Énoncé 1 — Dans le texte à lire, quels coûts sont dits « de plus en plus prohibitifs » ? Donnez-les tous.
Énoncé 2 — D'après le texte à lire, où se trouvait le courriel de la maison Hoebeke avant d'être repêché ?
Énoncé 3 — Recopiez tout le passage du texte à lire, de « une dizaine d'éditeurs » jusqu'à « savais pas encore.) ».

Texte à lire —
==*==
Méthode
d'éditeur
ou
Comment traiter un manuscrit ?
Chers
auteurs en herbe, vous avez enfin pondu votre premier opus et vous
allez l'envoyer aux éditeurs ; disons, à quelques-uns, étant
donné les coûts de plus en plus prohibitifs de la reliure, des
photocopies et de la Poste privée (de compassion). Avant de vous
lancer dans ce qui constitue l'une des activités les moins
gratifiantes de toute l'histoire de l'humanité (avec plieur de
serviettes en papier, et trieur de Bons du trésor avant
leur incinération), voici un exemple de ce qui risque fort d'arriver à
votre bébé chéri.
C'était
l'hiver 2010 ; je venais de terminer l'écriture (avec Héléna
Demirdjian) d'un roman de fiction historique, La Cataracte et le
Geyser, contant la vie de l'explorateur George Bass et ses amours
avec une aristocrate française mystérieuse. Ayant "ciblé"
une dizaine d'éditeurs spécialisés dans ce domaine-là, nous fîmes
nos envois et... attendîmes. Pas longtemps. Au bout de dix jours à
peine, je reçus un courriel de la maison Hoebeke, bien connue pour
ses livres de voyages et son festival malouin. (Incidemment, le
courriel était dans mes spams et je dus le repêcher in
extremis ; c'était là un fait symbolique mais je ne le
savais pas encore.)
==*==
Données enregistrées —

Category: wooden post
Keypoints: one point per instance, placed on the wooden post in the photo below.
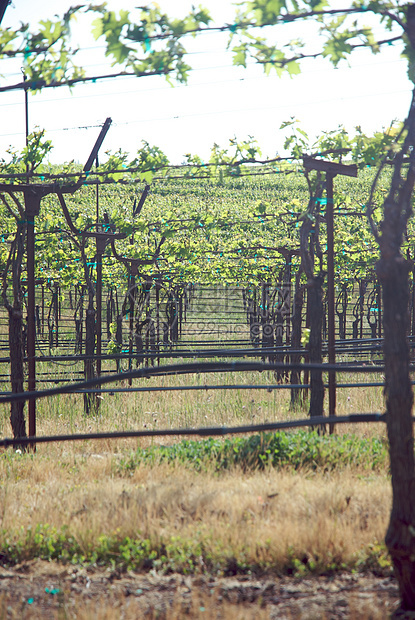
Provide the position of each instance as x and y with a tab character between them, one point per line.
==*==
Réponse 1 — La reliure, les photocopies et la Poste privée.

Réponse 2 — Dans les spams.

Réponse 3 —
une dizaine d'éditeurs spécialisés dans ce domaine-là, nous fîmes
nos envois et... attendîmes. Pas longtemps. Au bout de dix jours à
peine, je reçus un courriel de la maison Hoebeke, bien connue pour
ses livres de voyages et son festival malouin. (Incidemment, le
courriel était dans mes spams et je dus le repêcher in
extremis ; c'était là un fait symbolique mais je ne le
savais pas encore.)